[EXTRACT]
□ □ □ □

Cleaning up ElasticSearch After Problems with Analytics Service in Workspace ONE Access On-Premises

Cleaning up Unassigned Shards in Workspace ONE Access On-Premises

If you see an error on your VMware Identity Manager appliance dashboard regarding the analytics service, it usually means there is an issue with ElasticSearch, often times due to unassigned shards.

There are two options for resolving this (and an Alternate).

Reference:


Option 1:

1. SSH to the appliance or one of your appliances in the cluster. Login as root.

2. Run the following command to determine if you have unassigned shards.

□ □ □ □

[RECORDED INFORMATION]
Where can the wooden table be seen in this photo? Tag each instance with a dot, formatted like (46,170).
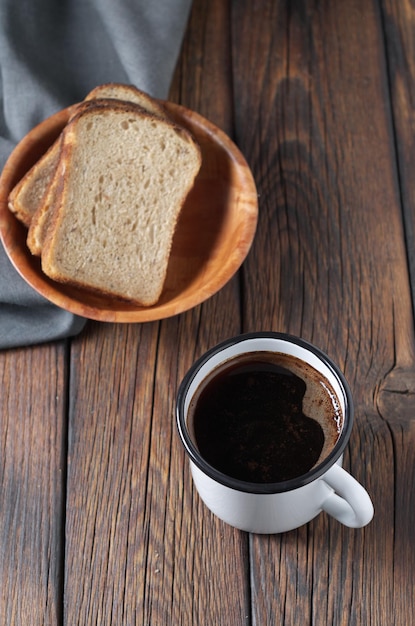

□ □ □ □

[WRITTEN TASKS]
• A. Using the page on unassigned shards in Workspace ONE Access, decide whether each statement agrees with it. Answer yes or no, and quote the words that decide it.
(i) An analytics service error on the appliance dashboard usually points to a problem with ElasticSearch.
(ii) The page gives only one way to fix the problem.
(iii) Option 1 has you log in to the appliance as an ordinary user.
• B. In one to three sentences, explain why step 2 of Option 1 on the page about unassigned shards has you run a command, and why unassigned shards are what it checks for.

[SOLUTIONS FOR EACH TASK]
• A.
(i) Yes: "it usually means there is an issue with ElasticSearch"
(ii) No: "There are two options for resolving this (and an Alternate)."
(iii) No: "Login as root."

• B. The command determines whether you have unassigned shards. They are worth checking because an analytics service error on the dashboard usually means an ElasticSearch issue, often due to unassigned shards.